[Text passage]
# # #

The mechanism is consistent across institutions: process the input without being changed by it. Log the receipt, then proceed as if it never happened. The Ombudsman did it with perhaps dozens of requests. The Commission did it with thousands of pages of citizen testimony and medical expertise. But both left traces. Both created documentary evidence of the containment.
This is not bureaucratic failure. It is institutional autoimmune response—and like any autoimmune response, it leaves damage that can be read in the tissue.
WHAT COMES NEXT
The report was designed to be the final word—a 526-page edifice of closure, balancing acknowledgment of harm against affirmation of success, translating systemic failure into manageable lessons. But closure is not what it achieved. By documenting so much while protecting so much, by leaving traces of what it excluded, by admitting arbitrariness while insisting on certainty, the Commission created something its architects may not have intended: a roadmap for the accountability it refused to deliver. The questions it buried are now on the public record. The evidence it could not erase is now in the public's hands. The work begins where the report ended.
How sure we can be?
The evidence for documented harms—employment scarring, family destruction, trust depletion—is strong. The patterns of boundary exclusion and reasoning traps are clearly established. The pharmaceutical industry hypothesis is suggestive but requires investigation. The immune response mechanism—receive, witness, erase—is confirmed across two separate institutions. And the chinks the Commission could not avoid are now on the public record as foundations for legal action.
What still needs to be asked?
What role did pharmaceutical industry lobbying play in vaccine procurement and mandate decisions? What would a full accounting of pandemic costs include if extended intergenerationally and ecologically? What would Māori-designed pandemic response look like? How can trust be rebuilt, and over what timeframe? What feedback loops will structure future responses regardless of design changes? Why do multiple institutions produce the same response to citizen input? What would it take for an inquiry to treat citizen submissions as knowledge rather than data?

# # #

[Given records]
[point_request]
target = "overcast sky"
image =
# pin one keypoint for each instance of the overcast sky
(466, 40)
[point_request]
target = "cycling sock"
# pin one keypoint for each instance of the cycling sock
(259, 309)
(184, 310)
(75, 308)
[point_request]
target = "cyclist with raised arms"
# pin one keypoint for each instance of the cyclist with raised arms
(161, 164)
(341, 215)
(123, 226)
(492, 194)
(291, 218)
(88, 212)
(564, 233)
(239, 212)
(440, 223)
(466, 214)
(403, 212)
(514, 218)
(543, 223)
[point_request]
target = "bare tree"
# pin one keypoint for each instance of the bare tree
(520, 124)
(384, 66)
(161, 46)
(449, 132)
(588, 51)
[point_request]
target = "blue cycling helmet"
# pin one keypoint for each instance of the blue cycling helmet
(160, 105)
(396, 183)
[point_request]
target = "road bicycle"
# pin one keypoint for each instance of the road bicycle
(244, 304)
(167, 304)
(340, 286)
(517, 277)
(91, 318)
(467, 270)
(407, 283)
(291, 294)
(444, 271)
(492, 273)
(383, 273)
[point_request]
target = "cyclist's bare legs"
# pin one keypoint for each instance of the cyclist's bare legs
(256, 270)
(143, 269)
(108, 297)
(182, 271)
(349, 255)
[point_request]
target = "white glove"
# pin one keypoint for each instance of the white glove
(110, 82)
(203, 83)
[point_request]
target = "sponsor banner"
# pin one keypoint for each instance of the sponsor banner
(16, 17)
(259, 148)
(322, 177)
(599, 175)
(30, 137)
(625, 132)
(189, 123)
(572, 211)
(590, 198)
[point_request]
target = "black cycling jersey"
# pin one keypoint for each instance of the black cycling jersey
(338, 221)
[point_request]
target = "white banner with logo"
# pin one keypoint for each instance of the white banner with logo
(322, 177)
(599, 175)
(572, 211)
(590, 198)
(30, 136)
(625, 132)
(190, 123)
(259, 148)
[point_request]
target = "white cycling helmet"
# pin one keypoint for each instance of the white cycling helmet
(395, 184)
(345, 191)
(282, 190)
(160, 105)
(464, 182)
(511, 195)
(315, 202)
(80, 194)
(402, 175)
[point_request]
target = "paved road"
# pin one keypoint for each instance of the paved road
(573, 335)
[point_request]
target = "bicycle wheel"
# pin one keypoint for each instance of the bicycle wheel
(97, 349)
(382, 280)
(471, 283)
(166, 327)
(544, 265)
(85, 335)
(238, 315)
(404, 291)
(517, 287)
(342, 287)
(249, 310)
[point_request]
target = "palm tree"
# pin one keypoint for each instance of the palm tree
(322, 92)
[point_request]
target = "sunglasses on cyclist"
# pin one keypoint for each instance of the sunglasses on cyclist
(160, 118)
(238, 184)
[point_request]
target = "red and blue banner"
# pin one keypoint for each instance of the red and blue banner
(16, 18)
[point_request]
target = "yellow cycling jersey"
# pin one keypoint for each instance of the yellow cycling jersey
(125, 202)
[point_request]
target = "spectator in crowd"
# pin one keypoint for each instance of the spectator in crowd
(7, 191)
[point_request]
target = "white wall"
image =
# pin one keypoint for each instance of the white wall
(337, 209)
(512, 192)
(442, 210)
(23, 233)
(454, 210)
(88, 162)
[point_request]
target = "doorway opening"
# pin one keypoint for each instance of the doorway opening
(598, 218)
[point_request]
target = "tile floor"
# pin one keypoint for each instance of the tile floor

# # #

[Questions]
- a) From the text passage on the Commission's report, list the documented harms that it says have strong evidence.
- b) In the text passage on the Commission's report, how many pages long is the report?
- c) Rewrite the section of the text passage on the Commission's report that opens with the words "This is not" and closes with "the report ended.", changing every "closure" to "finality".

[Solutions to each task]
- a)
employment scarring
family destruction
trust depletion

- b) 526 pages.

- c)
This is not bureaucratic failure. It is institutional autoimmune response—and like any autoimmune response, it leaves damage that can be read in the tissue.
WHAT COMES NEXT
The report was designed to be the final word—a 526-page edifice of finality, balancing acknowledgment of harm against affirmation of success, translating systemic failure into manageable lessons. But finality is not what it achieved. By documenting so much while protecting so much, by leaving traces of what it excluded, by admitting arbitrariness while insisting on certainty, the Commission created something its architects may not have intended: a roadmap for the accountability it refused to deliver. The questions it buried are now on the public record. The evidence it could not erase is now in the public's hands. The work begins where the report ended.